Exercise description: Go through the data below and transcribe it exactly. Omit the images.

(Available data Opens)

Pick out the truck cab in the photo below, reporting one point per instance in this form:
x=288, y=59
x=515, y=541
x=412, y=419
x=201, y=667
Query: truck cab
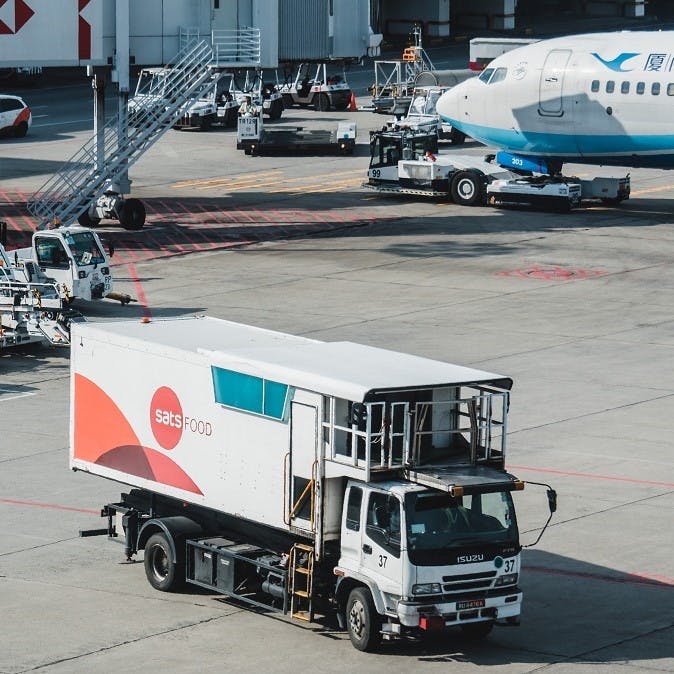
x=73, y=258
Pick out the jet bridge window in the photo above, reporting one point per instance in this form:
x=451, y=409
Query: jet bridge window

(Available data Closes)

Written answer:
Pick out the truck cab in the photo below, reporting one point per instance in this form:
x=288, y=59
x=515, y=541
x=412, y=419
x=201, y=667
Query: truck cab
x=73, y=258
Pick out the jet bridge window in the photo above, reporting one point per instance in this form:
x=451, y=409
Query: jet bridge window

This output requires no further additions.